Given problem -
Rescale the material from its start through the line containing "543), (237, 533)]", both included, and reproduce every line, requests included. Multiply each coordinate in the answers by 2.4 and round to whole numbers, halves up, leaving the numbers in the requests and their format samples unchanged.
------------------------------------
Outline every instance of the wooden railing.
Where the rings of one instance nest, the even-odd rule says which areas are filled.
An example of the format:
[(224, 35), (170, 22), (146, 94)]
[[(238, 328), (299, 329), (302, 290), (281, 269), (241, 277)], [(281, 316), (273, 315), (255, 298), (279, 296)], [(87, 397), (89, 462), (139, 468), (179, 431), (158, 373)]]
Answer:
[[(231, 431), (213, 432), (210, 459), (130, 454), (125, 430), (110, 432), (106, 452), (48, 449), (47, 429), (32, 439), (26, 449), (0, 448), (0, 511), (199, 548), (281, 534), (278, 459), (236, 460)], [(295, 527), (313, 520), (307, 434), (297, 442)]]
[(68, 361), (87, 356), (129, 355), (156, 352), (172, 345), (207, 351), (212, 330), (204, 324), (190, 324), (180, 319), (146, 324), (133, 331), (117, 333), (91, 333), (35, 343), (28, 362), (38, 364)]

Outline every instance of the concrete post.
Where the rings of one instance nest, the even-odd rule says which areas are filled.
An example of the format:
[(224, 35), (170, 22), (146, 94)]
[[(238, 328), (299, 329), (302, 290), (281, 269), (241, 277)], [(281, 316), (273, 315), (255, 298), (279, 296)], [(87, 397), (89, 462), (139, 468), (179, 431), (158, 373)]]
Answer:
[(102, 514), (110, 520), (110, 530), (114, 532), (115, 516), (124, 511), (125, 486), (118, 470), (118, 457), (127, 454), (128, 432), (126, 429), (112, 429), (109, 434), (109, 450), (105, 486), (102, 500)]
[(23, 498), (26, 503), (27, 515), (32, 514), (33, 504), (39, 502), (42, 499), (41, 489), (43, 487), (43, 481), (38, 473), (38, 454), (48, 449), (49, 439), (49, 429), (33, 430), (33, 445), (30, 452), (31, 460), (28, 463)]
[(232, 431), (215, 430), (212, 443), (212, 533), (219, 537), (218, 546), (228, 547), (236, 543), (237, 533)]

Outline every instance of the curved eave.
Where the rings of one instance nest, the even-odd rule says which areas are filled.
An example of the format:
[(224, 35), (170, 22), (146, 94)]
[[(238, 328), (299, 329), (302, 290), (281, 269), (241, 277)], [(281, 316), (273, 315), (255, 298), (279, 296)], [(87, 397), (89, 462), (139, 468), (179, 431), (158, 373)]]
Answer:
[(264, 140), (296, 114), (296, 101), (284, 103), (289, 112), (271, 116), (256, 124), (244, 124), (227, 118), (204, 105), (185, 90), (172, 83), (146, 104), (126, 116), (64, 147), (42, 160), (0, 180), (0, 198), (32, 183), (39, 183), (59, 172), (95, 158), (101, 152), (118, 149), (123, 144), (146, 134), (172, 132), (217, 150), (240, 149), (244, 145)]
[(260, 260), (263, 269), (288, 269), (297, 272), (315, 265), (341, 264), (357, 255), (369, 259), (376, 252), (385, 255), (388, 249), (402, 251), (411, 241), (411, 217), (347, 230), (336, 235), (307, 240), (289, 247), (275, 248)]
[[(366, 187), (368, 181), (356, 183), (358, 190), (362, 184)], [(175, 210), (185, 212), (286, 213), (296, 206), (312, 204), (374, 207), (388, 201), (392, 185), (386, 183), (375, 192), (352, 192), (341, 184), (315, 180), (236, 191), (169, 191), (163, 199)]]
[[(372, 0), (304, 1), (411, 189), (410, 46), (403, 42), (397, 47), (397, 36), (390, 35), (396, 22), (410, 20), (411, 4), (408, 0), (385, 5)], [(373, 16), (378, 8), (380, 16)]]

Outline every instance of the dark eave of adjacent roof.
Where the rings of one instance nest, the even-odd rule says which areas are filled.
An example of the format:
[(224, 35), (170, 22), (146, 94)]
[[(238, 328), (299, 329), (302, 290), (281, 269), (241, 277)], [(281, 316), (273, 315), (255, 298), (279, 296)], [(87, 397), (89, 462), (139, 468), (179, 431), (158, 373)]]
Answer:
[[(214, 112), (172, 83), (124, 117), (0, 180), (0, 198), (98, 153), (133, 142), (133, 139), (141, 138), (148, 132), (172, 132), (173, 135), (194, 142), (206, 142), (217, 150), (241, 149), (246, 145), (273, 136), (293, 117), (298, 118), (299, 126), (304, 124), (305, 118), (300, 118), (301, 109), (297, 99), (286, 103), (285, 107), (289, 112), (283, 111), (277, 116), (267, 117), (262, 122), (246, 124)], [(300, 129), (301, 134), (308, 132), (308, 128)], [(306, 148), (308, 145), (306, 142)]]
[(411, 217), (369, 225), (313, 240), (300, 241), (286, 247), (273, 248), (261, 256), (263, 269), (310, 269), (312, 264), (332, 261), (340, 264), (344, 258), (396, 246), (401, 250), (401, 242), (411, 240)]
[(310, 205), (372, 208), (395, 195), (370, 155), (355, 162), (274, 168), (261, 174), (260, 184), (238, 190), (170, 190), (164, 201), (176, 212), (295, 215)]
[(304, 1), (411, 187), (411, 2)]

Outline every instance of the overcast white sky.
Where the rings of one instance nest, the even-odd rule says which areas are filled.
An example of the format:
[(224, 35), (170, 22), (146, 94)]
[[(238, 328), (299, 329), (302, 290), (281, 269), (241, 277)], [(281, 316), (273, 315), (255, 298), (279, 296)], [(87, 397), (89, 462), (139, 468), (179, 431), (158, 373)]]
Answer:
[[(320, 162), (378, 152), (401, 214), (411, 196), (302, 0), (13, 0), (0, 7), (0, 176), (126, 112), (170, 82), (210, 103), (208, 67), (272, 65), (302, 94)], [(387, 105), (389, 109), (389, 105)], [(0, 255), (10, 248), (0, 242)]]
------------------------------------
Full solution -
Outline every instance of the wooden railing.
Where the rings of one instance nest, the even-odd rule says which areas are filled.
An example of the format:
[(224, 35), (170, 22), (146, 94)]
[[(238, 328), (299, 329), (302, 290), (281, 269), (241, 277)], [(281, 316), (273, 315), (255, 298), (279, 296)], [(87, 397), (89, 462), (139, 468), (179, 431), (158, 373)]]
Answer:
[[(554, 1034), (511, 1037), (504, 1102), (312, 1090), (300, 1032), (264, 1037), (254, 1085), (115, 1078), (113, 1030), (77, 1054), (62, 1078), (0, 1075), (0, 1226), (478, 1315), (674, 1282), (667, 1102), (566, 1104)], [(708, 1265), (751, 1248), (737, 1042), (713, 1061)]]
[(163, 866), (209, 854), (310, 852), (374, 845), (413, 828), (497, 842), (509, 792), (490, 778), (456, 778), (432, 766), (350, 778), (319, 794), (281, 799), (218, 799), (84, 823), (67, 869), (91, 874)]

Outline every instance of the concrete post.
Where the rings of one instance nest, the even-odd rule says which areas are filled.
An example of the format:
[(224, 35), (170, 22), (146, 94)]
[[(238, 328), (299, 329), (302, 290), (281, 269), (241, 277)], [(281, 316), (273, 315), (255, 298), (279, 296)], [(87, 397), (89, 462), (139, 468), (179, 431), (158, 373)]]
Answer:
[(245, 1234), (264, 1248), (264, 1272), (274, 1277), (276, 1238), (298, 1226), (300, 1166), (283, 1128), (283, 1097), (305, 1090), (307, 1037), (302, 1030), (269, 1030), (262, 1042), (262, 1080), (252, 1166), (245, 1200)]
[(55, 1195), (62, 1207), (65, 1236), (77, 1234), (79, 1210), (94, 1205), (101, 1198), (98, 1174), (103, 1169), (103, 1154), (91, 1135), (91, 1090), (115, 1078), (118, 1054), (118, 1030), (79, 1032), (79, 1068), (72, 1085), (74, 1104), (67, 1111)]
[(557, 1034), (516, 1032), (509, 1063), (509, 1279), (526, 1289), (523, 1310), (547, 1313), (566, 1303), (569, 1279)]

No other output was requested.